(Saved entries)
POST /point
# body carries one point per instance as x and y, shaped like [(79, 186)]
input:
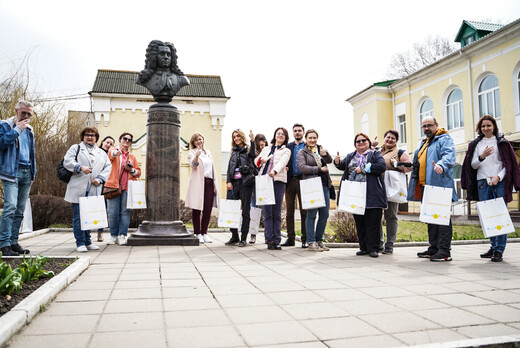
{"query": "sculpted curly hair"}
[(150, 64)]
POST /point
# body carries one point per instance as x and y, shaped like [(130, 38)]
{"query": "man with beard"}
[(293, 188), (433, 165)]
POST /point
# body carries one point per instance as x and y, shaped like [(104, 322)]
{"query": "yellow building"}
[(482, 77), (120, 105)]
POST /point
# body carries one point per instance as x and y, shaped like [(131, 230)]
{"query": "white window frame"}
[(450, 111), (484, 95)]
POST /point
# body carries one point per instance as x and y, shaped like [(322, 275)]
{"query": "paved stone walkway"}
[(218, 296)]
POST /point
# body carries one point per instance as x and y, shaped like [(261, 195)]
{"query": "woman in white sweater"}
[(273, 162)]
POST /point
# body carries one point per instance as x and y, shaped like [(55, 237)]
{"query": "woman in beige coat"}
[(273, 162), (202, 193)]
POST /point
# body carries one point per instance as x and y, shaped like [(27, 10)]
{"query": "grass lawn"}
[(412, 231)]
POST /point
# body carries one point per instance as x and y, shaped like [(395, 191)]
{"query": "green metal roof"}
[(468, 28), (123, 82)]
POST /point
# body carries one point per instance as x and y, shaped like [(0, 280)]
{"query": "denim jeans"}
[(498, 243), (118, 215), (273, 215), (15, 197), (82, 237), (316, 235)]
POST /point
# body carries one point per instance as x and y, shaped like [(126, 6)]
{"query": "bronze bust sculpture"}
[(161, 75)]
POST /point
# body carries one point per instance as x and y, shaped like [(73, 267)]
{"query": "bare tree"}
[(420, 56), (49, 124)]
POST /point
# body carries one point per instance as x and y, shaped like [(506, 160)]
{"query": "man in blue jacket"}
[(17, 172), (292, 191), (433, 165)]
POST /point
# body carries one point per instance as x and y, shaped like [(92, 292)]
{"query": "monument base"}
[(162, 233)]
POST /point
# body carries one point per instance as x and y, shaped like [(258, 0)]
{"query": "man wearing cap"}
[(17, 173)]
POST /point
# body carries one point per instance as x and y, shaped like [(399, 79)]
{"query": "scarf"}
[(361, 158), (389, 153), (315, 151)]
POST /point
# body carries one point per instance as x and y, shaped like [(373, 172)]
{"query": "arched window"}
[(454, 109), (364, 123), (489, 97), (426, 109)]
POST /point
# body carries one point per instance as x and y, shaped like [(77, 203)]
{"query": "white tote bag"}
[(436, 205), (264, 187), (254, 225), (395, 183), (136, 197), (27, 225), (353, 197), (229, 214), (312, 193), (494, 217), (92, 212)]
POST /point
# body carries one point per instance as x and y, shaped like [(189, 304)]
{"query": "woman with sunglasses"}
[(105, 145), (124, 168), (366, 165), (202, 193), (312, 161), (240, 181), (490, 170), (91, 168), (273, 162)]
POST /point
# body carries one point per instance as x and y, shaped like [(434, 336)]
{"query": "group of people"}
[(490, 170), (96, 170)]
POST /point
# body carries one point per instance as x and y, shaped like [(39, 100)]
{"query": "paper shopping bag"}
[(494, 217), (229, 214), (396, 188), (136, 197), (92, 212), (436, 205), (264, 187), (254, 224), (352, 197), (27, 225), (312, 193)]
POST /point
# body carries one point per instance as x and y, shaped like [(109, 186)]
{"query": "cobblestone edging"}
[(24, 312)]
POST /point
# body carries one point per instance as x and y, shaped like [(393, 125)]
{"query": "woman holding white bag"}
[(90, 167), (273, 160), (393, 155), (366, 165), (490, 170), (312, 161), (202, 190)]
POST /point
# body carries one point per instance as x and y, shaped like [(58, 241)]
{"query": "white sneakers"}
[(122, 240), (113, 240), (81, 249)]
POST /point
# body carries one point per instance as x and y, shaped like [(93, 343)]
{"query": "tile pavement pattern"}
[(218, 296)]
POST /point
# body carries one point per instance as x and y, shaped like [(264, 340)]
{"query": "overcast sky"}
[(280, 61)]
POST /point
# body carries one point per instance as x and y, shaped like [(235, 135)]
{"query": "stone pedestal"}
[(162, 182)]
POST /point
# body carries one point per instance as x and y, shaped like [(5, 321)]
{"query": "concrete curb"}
[(24, 312), (23, 236), (489, 342)]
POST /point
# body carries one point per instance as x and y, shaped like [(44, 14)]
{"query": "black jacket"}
[(243, 159)]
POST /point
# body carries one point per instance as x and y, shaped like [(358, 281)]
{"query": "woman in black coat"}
[(240, 181), (366, 165)]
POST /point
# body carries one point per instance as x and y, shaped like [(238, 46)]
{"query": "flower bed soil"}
[(56, 265)]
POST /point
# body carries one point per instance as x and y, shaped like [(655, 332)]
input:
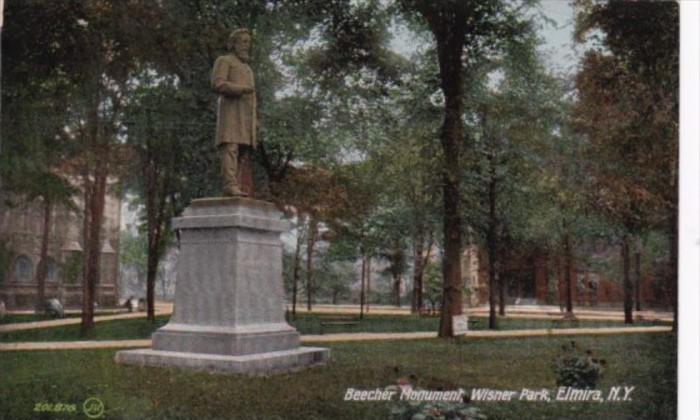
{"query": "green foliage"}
[(133, 251), (430, 410), (576, 369), (71, 269)]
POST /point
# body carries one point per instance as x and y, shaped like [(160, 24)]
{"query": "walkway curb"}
[(23, 326), (349, 337)]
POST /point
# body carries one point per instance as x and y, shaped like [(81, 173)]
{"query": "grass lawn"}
[(305, 324), (13, 318), (646, 361)]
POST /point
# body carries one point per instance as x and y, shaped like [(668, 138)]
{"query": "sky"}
[(559, 48)]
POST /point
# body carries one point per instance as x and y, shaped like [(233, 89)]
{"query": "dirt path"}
[(348, 337)]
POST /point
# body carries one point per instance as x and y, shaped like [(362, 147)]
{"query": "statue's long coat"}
[(236, 119)]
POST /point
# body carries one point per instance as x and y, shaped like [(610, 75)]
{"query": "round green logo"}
[(93, 407)]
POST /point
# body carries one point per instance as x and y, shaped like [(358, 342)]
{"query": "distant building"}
[(20, 247), (534, 276)]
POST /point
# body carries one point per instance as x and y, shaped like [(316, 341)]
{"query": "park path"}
[(23, 326), (350, 337), (513, 312)]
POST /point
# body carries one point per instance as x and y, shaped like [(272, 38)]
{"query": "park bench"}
[(338, 321), (563, 322)]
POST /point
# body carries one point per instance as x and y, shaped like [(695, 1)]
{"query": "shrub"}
[(576, 369), (433, 410)]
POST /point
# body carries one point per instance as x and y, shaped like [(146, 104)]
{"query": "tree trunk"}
[(295, 275), (568, 263), (152, 270), (42, 270), (638, 279), (492, 244), (673, 261), (311, 241), (368, 278), (449, 33), (95, 201), (417, 274), (362, 287), (626, 279)]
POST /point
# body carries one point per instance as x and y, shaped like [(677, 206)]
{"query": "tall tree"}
[(629, 110), (463, 33)]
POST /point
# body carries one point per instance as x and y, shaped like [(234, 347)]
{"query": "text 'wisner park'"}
[(564, 393)]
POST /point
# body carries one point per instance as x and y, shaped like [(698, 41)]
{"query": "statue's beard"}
[(244, 56)]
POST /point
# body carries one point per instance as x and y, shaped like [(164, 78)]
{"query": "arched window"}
[(23, 269), (51, 270)]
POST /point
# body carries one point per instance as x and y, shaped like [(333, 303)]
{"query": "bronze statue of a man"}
[(236, 118)]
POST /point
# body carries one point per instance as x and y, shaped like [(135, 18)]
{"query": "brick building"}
[(536, 277), (21, 227)]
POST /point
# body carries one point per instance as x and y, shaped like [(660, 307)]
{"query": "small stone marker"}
[(460, 324), (228, 314), (54, 308)]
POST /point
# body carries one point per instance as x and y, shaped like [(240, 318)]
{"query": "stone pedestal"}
[(229, 297)]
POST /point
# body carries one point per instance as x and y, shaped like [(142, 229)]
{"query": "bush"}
[(432, 410), (576, 369)]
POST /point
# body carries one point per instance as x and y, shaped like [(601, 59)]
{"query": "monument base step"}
[(273, 362)]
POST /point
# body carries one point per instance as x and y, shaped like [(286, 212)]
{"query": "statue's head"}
[(239, 43)]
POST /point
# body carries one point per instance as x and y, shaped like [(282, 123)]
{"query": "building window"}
[(51, 270), (23, 269)]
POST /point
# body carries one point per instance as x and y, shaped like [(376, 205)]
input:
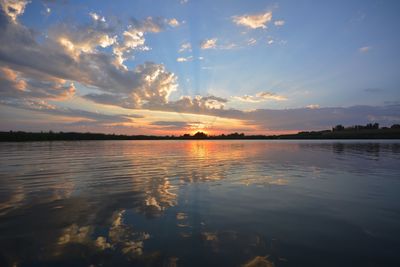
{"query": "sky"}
[(181, 66)]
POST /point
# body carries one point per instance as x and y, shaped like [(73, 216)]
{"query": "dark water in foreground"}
[(200, 203)]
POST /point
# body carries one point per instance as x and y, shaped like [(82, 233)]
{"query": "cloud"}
[(173, 22), (172, 125), (373, 90), (15, 85), (74, 56), (146, 84), (13, 8), (313, 106), (251, 41), (254, 21), (194, 105), (185, 47), (96, 17), (260, 97), (365, 49), (82, 117), (209, 44), (184, 59)]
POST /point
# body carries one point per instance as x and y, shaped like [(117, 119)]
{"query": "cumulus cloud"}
[(14, 84), (209, 43), (260, 97), (279, 23), (171, 125), (184, 59), (185, 47), (364, 49), (97, 17), (74, 56), (254, 21), (173, 22), (149, 83), (313, 106), (13, 8), (251, 41)]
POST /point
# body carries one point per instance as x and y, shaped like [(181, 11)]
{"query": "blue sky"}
[(238, 56)]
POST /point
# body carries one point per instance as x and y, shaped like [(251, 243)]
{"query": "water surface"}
[(200, 203)]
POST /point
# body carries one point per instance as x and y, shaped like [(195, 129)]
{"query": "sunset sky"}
[(180, 66)]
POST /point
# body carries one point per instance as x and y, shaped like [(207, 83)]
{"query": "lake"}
[(200, 203)]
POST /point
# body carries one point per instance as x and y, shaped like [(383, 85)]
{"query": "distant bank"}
[(369, 131)]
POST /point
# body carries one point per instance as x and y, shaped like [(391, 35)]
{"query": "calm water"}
[(200, 203)]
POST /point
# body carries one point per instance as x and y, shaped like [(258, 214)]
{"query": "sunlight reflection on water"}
[(200, 203)]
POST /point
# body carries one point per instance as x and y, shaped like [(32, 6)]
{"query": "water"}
[(200, 203)]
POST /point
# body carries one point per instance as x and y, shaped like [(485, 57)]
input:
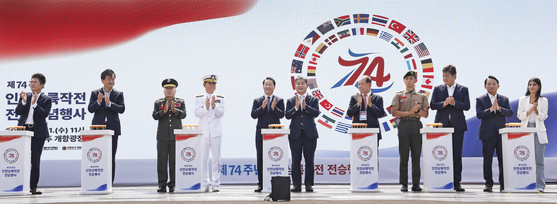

### Exercise description:
Could you write out exactly the lines of the data above that run from the one holding "like [(234, 347)]" to the one holding "like [(82, 233)]", with both ends in and all pictures out?

### Reply:
# body carries one point per instance as x and y, shaped like [(234, 347)]
{"query": "text 'wisner park'"}
[(564, 393)]
POST /point
# body carries one point per instance as x and y, shaped like [(698, 41)]
{"query": "statue's beard"}
[(244, 56)]
POST /point
# body carries one point per instance as x and y, shaped like [(164, 78)]
{"query": "arched window"}
[(23, 269), (51, 270)]
POST /point
# body carries one point per instance as x and y, shaped like [(333, 303)]
{"query": "bronze statue of a man"}
[(236, 118)]
POST /point
# body carries one point per instance as x and y, shaped like [(135, 18)]
{"query": "brick building"}
[(536, 277), (21, 227)]
POST /point
# body carries one point per instance as x and y, shaped like [(660, 307)]
{"query": "small stone marker"}
[(460, 324), (228, 314), (54, 308)]
POST /point
# body carries one point per instance as x and y, shaped like [(240, 318)]
{"query": "stone pedestal"}
[(229, 297)]
POST /point
# body carries one point per instance as x and y, shaped like [(142, 229)]
{"query": "bush"}
[(432, 410), (576, 369)]
POST /point
# body carries one point per instance as x and y, shaped like [(601, 59)]
{"query": "monument base step"}
[(273, 362)]
POST /point
# body carries one point per instance as x and y, shaped like [(286, 212)]
{"query": "statue's head"}
[(239, 43)]
POST /point
# body carries one point per instance as x and y, shaped like [(282, 123)]
{"query": "building window"}
[(51, 270), (23, 269)]
POST /point
# body carries one point per instance as x and y, shaped like [(376, 205)]
input:
{"query": "sky"}
[(181, 66)]
POST /point
# body carries one point per instance as x and y, shaped like [(73, 216)]
{"query": "dark water in foreground"}
[(200, 203)]
POST /point
# body carries one point per instance as x and y, shaped like [(82, 233)]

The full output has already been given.